=== Your objective ===
Could you pull out every line below that contains the word "blue"? Copy each of those lines in full.

[Entries drawn from a collection]
+ + + +
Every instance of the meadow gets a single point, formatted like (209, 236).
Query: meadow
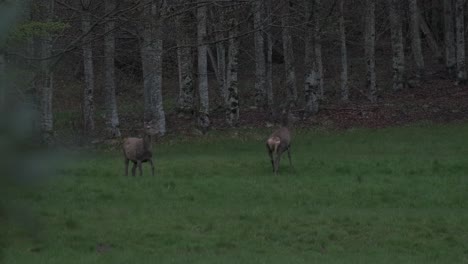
(394, 195)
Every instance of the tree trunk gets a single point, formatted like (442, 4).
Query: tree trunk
(460, 39)
(416, 38)
(397, 45)
(288, 52)
(311, 84)
(112, 117)
(151, 56)
(260, 62)
(203, 120)
(88, 67)
(3, 83)
(45, 76)
(184, 59)
(370, 49)
(318, 48)
(233, 97)
(344, 55)
(449, 37)
(269, 56)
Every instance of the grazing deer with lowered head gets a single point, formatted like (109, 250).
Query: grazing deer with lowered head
(138, 150)
(280, 142)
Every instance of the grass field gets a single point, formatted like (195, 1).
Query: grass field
(397, 195)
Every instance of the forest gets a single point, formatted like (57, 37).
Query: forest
(99, 69)
(233, 131)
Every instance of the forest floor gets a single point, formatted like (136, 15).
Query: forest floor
(388, 195)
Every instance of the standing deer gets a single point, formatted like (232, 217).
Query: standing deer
(278, 143)
(138, 150)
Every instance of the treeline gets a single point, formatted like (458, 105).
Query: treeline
(224, 39)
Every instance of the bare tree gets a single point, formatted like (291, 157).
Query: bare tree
(318, 47)
(416, 38)
(269, 54)
(44, 79)
(233, 96)
(3, 84)
(344, 55)
(151, 57)
(370, 49)
(203, 119)
(311, 84)
(460, 39)
(288, 52)
(397, 44)
(112, 117)
(88, 95)
(185, 62)
(260, 62)
(449, 37)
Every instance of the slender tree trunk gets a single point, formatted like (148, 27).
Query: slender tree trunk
(288, 52)
(184, 59)
(460, 39)
(318, 48)
(151, 56)
(260, 62)
(88, 95)
(370, 49)
(397, 44)
(449, 37)
(344, 55)
(416, 38)
(112, 117)
(233, 96)
(44, 79)
(269, 56)
(203, 121)
(311, 85)
(3, 83)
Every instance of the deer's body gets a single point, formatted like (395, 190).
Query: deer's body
(278, 143)
(138, 151)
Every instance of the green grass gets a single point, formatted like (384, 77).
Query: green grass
(396, 195)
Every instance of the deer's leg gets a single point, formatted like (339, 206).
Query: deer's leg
(139, 168)
(126, 166)
(289, 156)
(271, 158)
(133, 169)
(152, 166)
(277, 160)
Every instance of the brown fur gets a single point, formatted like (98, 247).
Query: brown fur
(138, 150)
(277, 144)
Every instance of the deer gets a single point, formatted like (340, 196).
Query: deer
(279, 142)
(138, 150)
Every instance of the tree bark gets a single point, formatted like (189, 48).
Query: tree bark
(398, 52)
(203, 119)
(3, 84)
(233, 96)
(184, 59)
(151, 56)
(288, 52)
(449, 37)
(311, 84)
(112, 117)
(260, 62)
(416, 38)
(269, 56)
(318, 48)
(370, 50)
(88, 69)
(460, 39)
(344, 55)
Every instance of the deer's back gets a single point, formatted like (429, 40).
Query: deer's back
(134, 149)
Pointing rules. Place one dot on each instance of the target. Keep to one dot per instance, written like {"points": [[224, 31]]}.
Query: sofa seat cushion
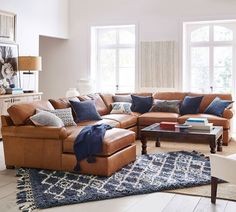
{"points": [[125, 120], [21, 112], [217, 121], [156, 117], [100, 105], [114, 140], [110, 122]]}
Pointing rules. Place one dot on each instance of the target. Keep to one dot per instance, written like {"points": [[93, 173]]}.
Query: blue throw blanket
{"points": [[89, 142]]}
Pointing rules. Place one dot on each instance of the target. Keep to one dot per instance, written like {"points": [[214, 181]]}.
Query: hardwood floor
{"points": [[158, 202]]}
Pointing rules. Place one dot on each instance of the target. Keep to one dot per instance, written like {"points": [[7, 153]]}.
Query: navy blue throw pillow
{"points": [[190, 105], [85, 110], [217, 107], [141, 104]]}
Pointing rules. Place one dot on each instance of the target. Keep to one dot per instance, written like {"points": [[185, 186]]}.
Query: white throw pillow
{"points": [[44, 118], [64, 114], [121, 108]]}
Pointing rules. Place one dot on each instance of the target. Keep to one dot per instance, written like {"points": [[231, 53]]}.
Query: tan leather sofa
{"points": [[52, 148]]}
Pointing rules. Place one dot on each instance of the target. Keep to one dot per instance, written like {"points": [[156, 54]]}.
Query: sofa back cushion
{"points": [[169, 95], [99, 103], [85, 111], [122, 98], [108, 100], [62, 103], [208, 98], [21, 112]]}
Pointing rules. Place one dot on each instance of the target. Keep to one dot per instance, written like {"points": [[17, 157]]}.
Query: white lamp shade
{"points": [[29, 63], [72, 92]]}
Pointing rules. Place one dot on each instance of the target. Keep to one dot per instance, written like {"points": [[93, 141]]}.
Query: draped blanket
{"points": [[89, 142]]}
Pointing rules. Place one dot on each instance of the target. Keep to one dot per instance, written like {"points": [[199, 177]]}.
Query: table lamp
{"points": [[29, 63]]}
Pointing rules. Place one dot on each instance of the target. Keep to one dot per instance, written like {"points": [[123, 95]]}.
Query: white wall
{"points": [[156, 20], [37, 17]]}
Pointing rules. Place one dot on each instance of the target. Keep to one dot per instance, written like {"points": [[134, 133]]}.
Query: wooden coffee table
{"points": [[213, 137]]}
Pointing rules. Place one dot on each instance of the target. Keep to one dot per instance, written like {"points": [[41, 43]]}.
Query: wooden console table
{"points": [[9, 99], [213, 137]]}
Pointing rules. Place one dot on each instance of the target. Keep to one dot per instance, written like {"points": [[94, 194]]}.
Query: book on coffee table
{"points": [[168, 125]]}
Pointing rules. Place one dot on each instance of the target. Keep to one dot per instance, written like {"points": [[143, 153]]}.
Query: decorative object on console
{"points": [[14, 90], [141, 104], [7, 27], [149, 173], [171, 106], [85, 110], [8, 66], [199, 124], [29, 63], [72, 92], [44, 118], [218, 106], [121, 108], [190, 105]]}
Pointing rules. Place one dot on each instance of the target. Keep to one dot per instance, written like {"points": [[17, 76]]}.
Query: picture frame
{"points": [[7, 27], [9, 53]]}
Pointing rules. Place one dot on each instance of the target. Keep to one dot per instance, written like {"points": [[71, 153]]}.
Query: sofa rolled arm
{"points": [[228, 113], [34, 132]]}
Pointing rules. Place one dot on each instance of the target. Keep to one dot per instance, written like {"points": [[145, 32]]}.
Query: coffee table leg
{"points": [[144, 144], [158, 143], [219, 144], [213, 146]]}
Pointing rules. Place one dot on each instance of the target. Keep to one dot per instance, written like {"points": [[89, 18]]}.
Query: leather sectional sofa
{"points": [[52, 148]]}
+ + + +
=== Answer ===
Query: blue throw blanket
Query: navy blue throw pillow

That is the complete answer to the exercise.